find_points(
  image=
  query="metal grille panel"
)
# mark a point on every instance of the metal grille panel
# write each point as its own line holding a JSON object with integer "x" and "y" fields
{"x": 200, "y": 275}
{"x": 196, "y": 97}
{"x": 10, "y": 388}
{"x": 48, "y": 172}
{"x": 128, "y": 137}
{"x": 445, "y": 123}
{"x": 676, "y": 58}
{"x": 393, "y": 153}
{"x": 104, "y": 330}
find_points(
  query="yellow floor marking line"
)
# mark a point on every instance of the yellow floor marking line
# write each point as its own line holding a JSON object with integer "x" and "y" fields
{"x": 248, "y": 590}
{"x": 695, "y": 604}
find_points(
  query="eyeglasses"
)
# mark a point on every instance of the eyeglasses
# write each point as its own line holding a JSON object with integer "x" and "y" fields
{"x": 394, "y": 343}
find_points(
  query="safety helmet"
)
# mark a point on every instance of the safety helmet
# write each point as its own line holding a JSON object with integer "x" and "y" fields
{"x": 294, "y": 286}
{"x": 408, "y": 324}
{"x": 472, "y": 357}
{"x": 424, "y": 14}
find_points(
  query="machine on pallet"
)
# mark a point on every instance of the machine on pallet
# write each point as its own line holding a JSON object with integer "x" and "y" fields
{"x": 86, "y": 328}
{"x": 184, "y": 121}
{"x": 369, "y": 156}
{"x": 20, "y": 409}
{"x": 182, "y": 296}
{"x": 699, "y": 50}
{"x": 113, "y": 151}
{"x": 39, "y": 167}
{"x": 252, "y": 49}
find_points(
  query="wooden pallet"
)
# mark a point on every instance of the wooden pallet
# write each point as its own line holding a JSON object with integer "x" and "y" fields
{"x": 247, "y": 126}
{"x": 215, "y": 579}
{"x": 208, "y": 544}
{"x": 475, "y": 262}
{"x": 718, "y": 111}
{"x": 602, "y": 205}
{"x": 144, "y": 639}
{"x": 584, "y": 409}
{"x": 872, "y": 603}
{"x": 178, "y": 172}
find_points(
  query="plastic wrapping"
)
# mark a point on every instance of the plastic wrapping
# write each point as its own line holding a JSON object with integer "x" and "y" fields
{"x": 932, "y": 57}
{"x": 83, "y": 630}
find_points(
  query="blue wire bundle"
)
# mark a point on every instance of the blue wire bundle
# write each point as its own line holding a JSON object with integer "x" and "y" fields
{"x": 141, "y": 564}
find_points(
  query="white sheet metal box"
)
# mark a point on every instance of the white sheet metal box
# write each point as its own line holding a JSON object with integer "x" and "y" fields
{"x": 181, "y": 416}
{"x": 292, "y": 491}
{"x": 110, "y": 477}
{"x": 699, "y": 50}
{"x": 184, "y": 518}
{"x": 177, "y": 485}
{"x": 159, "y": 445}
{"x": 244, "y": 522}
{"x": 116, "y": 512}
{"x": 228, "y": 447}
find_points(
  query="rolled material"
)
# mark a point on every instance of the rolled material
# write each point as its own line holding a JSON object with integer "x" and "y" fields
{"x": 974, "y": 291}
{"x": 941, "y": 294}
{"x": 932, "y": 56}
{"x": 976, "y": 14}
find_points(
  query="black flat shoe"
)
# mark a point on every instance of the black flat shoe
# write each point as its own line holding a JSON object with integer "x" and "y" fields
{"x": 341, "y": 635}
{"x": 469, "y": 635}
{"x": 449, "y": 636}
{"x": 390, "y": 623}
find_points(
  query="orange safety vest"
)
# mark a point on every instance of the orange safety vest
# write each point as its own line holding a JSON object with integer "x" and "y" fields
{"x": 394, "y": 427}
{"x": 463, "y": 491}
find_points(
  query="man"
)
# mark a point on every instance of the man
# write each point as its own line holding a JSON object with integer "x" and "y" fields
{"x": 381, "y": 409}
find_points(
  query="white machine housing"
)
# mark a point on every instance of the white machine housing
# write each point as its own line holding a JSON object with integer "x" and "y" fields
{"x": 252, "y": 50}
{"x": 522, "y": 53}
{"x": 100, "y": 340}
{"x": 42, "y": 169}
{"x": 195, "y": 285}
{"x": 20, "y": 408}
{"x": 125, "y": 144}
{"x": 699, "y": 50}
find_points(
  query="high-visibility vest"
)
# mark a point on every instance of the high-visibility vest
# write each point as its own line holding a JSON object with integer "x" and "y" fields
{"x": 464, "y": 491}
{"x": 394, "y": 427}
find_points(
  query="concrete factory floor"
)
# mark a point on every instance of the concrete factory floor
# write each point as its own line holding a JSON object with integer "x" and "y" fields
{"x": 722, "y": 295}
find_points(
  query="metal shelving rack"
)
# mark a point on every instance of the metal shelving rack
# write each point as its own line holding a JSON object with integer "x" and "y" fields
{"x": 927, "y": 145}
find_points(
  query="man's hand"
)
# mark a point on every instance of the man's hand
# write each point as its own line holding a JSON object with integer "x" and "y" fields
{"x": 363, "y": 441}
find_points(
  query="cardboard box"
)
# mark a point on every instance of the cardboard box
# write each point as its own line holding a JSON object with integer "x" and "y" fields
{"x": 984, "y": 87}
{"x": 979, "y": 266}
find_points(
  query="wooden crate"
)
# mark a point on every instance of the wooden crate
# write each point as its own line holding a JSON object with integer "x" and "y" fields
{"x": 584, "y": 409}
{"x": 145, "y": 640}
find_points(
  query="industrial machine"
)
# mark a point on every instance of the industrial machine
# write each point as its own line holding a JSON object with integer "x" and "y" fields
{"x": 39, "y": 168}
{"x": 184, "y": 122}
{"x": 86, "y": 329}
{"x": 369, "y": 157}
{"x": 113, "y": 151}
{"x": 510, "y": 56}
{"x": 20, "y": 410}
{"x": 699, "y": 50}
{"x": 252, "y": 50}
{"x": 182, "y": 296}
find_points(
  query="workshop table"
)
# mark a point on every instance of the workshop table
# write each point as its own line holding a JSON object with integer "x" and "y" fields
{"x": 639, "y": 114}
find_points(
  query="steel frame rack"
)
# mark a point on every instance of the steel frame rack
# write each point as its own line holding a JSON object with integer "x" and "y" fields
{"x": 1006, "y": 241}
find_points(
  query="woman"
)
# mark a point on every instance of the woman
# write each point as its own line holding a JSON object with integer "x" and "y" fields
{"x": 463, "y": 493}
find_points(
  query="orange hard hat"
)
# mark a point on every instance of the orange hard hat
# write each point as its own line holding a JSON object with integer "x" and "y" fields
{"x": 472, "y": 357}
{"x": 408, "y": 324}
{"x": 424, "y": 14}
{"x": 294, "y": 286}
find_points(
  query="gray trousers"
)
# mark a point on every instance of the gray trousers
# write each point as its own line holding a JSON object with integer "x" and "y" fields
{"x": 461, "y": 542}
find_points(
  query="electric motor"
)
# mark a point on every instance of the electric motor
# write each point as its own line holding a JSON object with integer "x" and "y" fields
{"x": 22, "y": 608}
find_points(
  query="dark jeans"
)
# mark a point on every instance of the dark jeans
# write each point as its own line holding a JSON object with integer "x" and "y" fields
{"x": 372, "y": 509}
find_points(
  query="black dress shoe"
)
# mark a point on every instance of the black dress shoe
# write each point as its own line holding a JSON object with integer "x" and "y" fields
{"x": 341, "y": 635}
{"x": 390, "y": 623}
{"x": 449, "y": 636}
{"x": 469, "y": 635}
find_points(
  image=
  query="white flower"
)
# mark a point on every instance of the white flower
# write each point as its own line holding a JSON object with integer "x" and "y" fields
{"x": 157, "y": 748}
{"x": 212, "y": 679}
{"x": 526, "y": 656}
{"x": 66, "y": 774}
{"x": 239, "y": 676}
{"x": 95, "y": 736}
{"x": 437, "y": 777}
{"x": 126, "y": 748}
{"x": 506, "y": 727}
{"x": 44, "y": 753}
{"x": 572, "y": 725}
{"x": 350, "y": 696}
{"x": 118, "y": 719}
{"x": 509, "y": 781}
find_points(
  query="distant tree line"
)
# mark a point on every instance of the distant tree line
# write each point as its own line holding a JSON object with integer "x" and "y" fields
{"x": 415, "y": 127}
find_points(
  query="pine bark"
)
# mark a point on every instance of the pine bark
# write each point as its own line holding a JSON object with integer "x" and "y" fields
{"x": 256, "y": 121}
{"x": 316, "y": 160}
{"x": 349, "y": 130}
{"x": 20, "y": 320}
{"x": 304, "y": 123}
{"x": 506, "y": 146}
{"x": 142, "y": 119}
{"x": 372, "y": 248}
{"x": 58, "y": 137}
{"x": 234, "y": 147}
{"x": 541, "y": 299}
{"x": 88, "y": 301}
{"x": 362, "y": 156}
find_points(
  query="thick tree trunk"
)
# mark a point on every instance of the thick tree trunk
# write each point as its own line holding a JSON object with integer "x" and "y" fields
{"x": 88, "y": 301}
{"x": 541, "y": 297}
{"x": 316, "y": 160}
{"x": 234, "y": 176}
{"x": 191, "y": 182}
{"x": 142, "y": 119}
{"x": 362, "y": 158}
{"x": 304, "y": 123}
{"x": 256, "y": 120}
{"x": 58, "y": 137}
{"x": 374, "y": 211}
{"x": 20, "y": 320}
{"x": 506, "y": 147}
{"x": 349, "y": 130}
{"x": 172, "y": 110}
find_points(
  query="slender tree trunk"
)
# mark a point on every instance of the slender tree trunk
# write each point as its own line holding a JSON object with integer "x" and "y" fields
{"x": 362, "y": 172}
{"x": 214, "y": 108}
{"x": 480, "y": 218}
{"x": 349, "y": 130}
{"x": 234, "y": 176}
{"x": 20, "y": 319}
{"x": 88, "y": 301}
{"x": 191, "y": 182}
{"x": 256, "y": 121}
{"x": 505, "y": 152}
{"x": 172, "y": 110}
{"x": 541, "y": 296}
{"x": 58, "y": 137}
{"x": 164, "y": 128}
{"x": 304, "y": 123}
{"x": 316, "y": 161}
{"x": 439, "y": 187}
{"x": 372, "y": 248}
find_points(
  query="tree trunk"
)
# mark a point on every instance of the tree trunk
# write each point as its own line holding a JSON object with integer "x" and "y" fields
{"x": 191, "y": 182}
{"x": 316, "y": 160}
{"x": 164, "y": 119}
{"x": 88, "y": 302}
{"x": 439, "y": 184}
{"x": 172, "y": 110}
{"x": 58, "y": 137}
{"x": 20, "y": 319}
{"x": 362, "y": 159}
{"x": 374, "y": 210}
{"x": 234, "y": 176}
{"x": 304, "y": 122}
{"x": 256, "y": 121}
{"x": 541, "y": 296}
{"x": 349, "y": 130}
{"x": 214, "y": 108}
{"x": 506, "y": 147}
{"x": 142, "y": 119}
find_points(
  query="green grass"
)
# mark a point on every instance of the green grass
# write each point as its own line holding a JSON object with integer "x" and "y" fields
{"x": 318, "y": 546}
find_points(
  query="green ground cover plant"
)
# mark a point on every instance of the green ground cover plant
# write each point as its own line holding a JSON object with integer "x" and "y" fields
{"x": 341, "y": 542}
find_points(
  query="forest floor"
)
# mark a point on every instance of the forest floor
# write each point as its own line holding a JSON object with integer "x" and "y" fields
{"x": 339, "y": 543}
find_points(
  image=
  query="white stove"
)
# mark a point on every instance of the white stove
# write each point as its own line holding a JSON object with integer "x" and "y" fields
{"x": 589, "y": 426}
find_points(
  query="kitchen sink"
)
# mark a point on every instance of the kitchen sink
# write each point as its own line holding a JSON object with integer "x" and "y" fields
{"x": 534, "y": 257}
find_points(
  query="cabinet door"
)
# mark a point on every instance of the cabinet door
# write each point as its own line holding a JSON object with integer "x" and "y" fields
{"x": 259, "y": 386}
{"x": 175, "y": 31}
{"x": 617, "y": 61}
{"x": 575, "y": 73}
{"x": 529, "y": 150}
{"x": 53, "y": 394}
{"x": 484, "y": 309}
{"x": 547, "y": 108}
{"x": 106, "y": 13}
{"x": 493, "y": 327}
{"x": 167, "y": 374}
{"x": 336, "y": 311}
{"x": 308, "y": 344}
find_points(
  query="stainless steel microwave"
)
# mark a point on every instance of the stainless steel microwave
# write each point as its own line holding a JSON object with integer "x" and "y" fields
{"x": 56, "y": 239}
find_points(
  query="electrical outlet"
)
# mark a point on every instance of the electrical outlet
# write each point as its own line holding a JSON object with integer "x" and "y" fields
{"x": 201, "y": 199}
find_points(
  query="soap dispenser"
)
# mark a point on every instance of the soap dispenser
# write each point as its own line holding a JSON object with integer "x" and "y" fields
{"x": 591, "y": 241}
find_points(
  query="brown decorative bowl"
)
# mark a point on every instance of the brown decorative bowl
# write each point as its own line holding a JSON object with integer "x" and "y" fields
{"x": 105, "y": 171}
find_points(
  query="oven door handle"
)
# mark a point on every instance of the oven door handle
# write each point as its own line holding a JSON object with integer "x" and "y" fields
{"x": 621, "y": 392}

===============

## AIM
Pick out and copy each line of the records above that contains the string "decorative". Matches must be case-sensitive.

## SOLUTION FOR THIS EXERCISE
  query="brown decorative bowl"
# mark a point on every instance of the brown decorative bowl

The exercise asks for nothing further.